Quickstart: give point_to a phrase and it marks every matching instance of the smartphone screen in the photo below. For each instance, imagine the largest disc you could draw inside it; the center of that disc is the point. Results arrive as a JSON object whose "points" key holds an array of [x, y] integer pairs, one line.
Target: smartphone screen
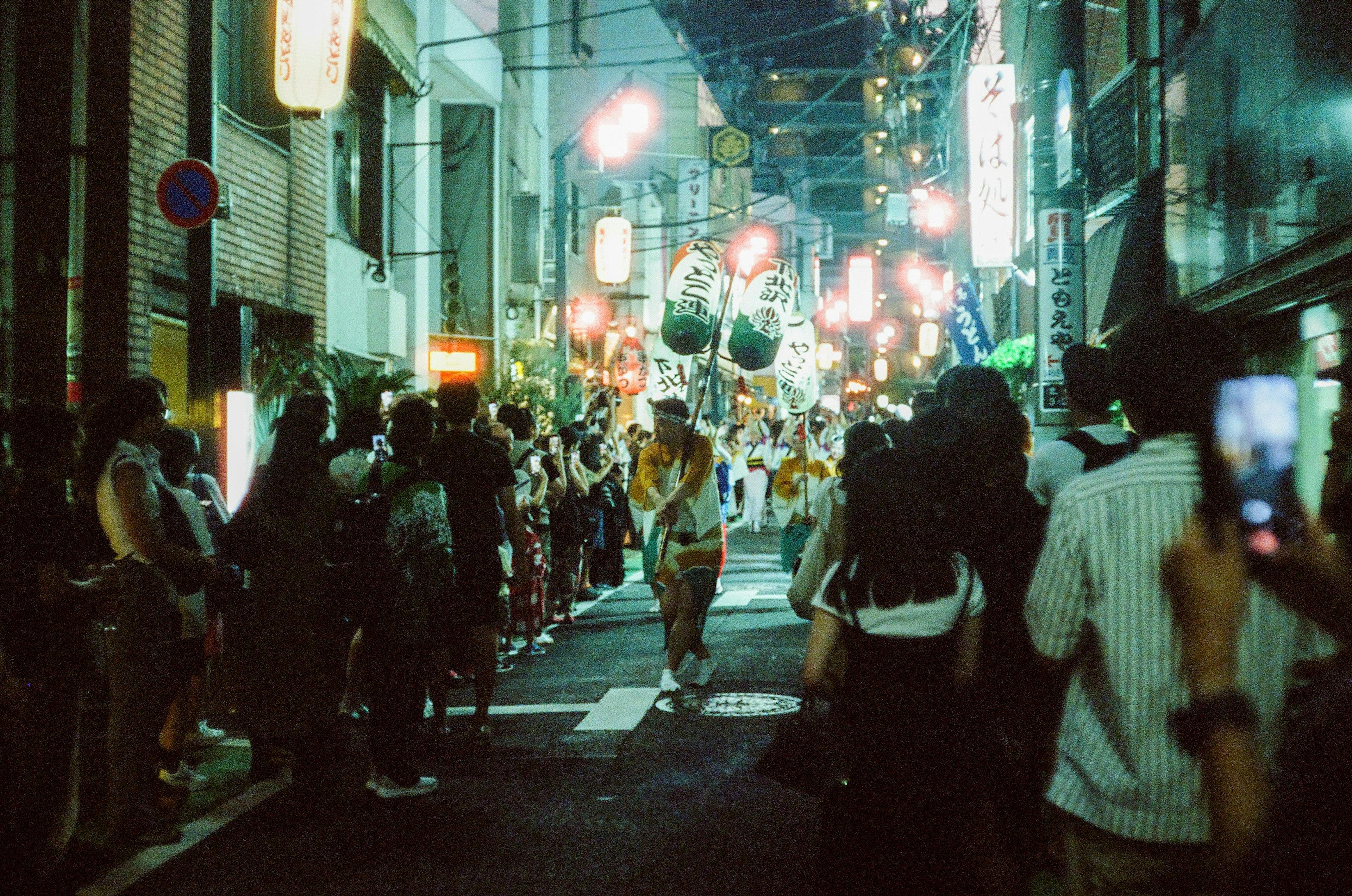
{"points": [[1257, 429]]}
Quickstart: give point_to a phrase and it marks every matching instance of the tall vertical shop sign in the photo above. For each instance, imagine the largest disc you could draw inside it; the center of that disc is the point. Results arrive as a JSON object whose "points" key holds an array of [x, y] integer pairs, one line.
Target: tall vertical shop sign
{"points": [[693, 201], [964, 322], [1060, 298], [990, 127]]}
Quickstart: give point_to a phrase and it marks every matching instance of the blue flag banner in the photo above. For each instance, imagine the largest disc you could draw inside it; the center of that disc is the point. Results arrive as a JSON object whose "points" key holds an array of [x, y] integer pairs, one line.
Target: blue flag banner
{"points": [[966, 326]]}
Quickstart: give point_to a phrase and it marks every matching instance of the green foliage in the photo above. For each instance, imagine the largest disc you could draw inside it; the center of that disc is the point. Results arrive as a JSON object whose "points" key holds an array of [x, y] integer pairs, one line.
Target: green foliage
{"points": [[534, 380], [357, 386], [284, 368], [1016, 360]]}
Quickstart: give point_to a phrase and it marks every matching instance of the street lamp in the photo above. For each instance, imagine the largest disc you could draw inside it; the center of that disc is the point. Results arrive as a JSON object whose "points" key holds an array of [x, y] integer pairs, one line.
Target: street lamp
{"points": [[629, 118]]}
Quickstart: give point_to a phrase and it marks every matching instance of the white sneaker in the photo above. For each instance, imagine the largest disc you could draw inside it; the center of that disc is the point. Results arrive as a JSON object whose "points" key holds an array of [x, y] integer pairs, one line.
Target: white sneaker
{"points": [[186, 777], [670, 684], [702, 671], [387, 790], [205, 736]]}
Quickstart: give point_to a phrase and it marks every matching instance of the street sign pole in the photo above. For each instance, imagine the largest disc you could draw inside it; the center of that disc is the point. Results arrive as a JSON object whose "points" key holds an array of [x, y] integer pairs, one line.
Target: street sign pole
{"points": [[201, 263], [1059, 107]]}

◆ ◆ ◆

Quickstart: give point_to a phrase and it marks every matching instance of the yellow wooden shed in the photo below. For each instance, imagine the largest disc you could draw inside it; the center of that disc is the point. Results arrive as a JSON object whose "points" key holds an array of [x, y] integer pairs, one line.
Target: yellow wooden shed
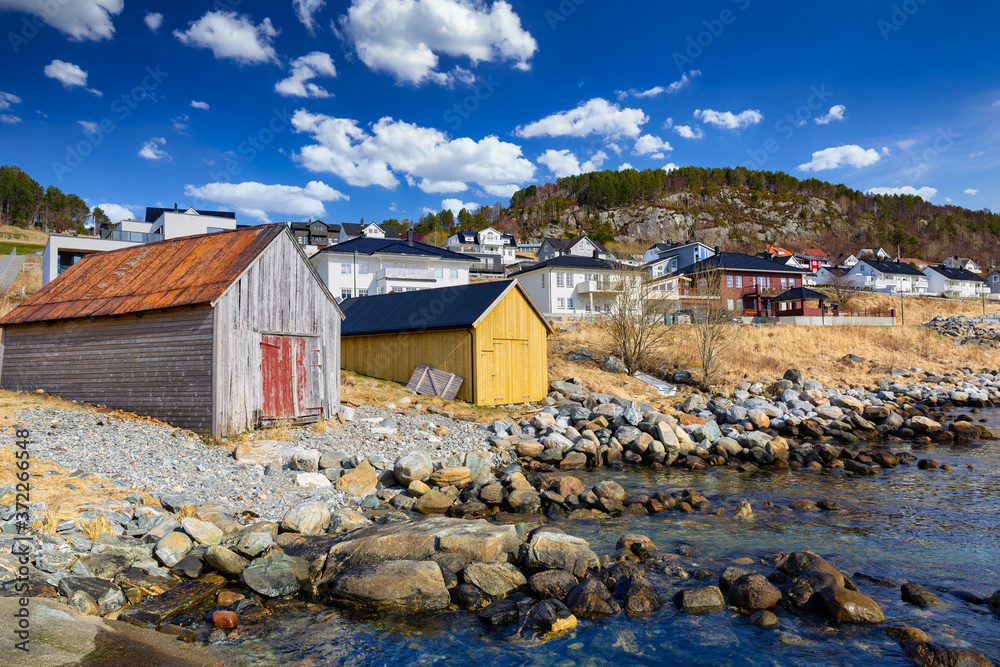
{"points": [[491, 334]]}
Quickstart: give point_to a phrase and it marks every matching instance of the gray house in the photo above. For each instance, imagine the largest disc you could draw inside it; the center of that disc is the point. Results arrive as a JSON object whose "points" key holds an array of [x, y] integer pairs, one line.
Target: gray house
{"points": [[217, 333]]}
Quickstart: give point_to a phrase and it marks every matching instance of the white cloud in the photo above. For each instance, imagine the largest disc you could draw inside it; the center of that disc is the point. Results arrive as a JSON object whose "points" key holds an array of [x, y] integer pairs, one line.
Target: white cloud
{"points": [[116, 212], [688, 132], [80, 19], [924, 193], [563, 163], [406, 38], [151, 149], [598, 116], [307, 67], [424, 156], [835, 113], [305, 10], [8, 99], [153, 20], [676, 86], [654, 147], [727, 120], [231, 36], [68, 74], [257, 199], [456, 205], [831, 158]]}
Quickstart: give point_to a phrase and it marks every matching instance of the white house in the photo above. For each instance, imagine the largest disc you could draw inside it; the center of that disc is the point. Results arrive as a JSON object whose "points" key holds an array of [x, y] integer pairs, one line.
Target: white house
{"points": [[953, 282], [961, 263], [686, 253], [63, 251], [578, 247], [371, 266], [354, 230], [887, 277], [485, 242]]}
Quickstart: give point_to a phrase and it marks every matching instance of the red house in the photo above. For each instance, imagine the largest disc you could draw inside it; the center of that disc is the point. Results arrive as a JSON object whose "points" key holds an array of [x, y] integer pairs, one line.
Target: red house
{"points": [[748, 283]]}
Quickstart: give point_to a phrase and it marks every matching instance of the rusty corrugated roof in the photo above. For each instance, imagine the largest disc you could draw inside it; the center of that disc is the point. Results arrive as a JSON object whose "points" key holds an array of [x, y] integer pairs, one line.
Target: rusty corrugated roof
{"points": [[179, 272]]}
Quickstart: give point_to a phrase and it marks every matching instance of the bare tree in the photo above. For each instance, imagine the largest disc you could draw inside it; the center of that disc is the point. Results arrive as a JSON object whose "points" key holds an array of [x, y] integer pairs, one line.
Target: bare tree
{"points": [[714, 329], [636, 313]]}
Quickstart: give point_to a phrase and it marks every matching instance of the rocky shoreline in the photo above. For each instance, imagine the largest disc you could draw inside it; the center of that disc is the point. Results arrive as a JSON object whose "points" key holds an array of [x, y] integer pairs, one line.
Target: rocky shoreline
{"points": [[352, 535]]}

◆ ◆ ◆

* _Your task_:
A single number is required: the count of lines in the records that include the string "below".

* _Task output_:
2